Work order - Each line below that holds the word "green" counts toward the answer; reply with the total number only.

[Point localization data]
^^^^^^^^

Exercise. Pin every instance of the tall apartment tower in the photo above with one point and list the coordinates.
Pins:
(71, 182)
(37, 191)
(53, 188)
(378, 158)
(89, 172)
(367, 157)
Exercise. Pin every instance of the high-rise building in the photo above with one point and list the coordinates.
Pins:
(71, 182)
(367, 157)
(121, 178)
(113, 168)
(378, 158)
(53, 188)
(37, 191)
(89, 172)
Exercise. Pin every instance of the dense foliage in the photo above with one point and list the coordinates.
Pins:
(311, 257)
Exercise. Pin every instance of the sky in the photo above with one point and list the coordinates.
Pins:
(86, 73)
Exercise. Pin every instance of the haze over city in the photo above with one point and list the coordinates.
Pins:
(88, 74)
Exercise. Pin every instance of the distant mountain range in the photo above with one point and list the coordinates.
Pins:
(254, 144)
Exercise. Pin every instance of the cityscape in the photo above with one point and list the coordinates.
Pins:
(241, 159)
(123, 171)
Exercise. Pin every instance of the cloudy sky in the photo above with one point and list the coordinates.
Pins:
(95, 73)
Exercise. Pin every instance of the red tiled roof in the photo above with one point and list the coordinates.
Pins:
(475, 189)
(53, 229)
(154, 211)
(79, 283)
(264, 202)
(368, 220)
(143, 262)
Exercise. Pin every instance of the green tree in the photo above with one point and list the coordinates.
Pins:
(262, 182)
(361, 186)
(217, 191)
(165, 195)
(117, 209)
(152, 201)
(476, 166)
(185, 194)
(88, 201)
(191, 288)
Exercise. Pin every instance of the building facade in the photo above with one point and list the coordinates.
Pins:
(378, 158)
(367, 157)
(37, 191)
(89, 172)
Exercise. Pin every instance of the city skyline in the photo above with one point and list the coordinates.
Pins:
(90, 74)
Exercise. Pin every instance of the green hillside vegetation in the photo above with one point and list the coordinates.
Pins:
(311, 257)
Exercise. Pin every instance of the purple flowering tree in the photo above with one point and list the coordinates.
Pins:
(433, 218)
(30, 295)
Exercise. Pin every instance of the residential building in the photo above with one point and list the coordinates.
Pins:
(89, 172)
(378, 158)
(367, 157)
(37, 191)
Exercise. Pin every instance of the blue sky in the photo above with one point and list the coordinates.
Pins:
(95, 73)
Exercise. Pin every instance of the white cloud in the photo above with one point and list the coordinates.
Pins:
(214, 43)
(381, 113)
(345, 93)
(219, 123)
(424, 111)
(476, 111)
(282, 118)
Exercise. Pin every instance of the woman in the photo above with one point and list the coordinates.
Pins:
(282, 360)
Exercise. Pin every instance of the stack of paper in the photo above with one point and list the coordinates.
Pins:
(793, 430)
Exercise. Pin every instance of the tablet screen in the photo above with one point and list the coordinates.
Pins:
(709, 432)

^^^^^^^^

Task response - 2